[Saved entries]

▬▬▬▬▬▬

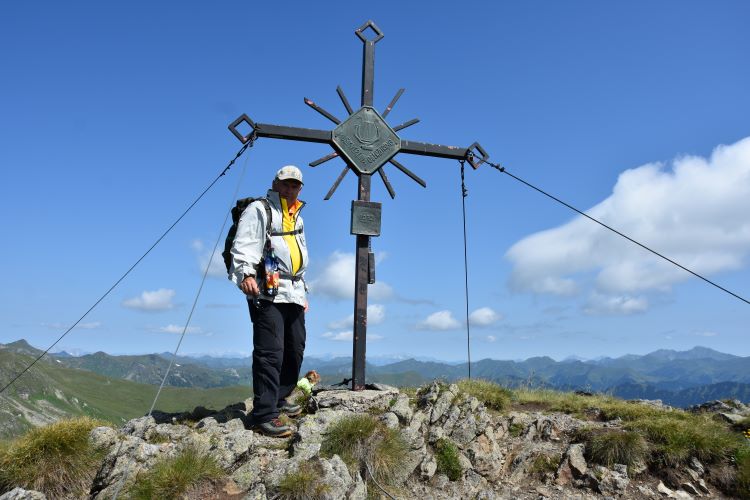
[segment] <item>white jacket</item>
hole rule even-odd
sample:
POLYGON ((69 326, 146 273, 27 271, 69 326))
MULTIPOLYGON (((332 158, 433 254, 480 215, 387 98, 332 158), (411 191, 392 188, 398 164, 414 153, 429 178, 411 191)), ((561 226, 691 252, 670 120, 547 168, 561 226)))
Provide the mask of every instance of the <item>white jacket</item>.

▬▬▬▬▬▬

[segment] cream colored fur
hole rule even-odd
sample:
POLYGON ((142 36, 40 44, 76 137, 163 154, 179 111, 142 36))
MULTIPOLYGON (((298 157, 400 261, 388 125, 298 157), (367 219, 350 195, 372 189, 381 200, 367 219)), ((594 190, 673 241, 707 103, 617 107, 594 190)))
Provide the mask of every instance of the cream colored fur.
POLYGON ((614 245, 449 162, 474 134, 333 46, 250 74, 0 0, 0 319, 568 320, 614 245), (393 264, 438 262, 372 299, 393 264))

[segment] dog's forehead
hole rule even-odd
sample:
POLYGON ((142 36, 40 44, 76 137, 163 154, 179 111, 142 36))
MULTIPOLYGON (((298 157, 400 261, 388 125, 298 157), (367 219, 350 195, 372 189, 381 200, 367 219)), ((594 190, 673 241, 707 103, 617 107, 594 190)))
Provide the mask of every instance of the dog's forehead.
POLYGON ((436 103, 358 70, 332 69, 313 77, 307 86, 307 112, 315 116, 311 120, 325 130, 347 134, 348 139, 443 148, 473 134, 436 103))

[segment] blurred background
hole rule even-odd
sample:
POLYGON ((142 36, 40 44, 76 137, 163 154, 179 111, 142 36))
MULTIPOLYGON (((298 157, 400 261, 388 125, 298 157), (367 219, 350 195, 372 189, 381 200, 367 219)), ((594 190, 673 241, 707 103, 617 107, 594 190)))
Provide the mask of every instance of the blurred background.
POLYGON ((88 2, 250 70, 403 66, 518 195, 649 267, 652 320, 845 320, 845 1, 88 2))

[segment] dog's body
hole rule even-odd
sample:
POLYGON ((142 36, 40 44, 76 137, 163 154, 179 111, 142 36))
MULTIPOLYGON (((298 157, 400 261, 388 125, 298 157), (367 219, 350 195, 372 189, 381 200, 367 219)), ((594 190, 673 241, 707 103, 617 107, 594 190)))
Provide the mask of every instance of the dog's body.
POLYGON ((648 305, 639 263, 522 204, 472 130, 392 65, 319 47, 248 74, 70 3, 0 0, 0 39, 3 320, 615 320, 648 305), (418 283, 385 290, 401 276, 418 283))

▬▬▬▬▬▬

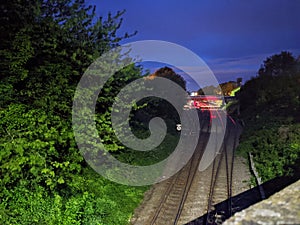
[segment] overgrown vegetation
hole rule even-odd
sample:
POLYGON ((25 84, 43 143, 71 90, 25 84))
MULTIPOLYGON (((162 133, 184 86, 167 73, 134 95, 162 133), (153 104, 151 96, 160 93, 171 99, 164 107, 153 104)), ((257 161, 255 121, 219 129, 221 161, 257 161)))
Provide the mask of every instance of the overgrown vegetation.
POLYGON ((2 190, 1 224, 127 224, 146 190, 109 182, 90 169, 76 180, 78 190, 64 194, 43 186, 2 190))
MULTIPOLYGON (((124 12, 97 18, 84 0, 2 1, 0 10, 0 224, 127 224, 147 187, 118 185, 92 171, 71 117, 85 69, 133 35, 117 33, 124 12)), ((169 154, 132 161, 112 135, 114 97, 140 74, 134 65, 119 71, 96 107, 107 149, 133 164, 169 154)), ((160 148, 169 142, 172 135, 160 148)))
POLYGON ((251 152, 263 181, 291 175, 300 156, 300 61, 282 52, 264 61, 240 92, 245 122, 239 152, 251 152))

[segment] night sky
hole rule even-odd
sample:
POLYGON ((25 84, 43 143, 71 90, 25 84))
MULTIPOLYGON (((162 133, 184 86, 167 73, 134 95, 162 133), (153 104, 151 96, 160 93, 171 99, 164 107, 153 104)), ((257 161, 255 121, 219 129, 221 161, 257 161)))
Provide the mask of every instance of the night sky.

▬▬▬▬▬▬

YOUR GOAL:
Filter the entries and keep only the lines holding "item".

THE COMPLETED TASK:
[segment] <item>white jacket</item>
Provide the mask of every instance of the <item>white jacket</item>.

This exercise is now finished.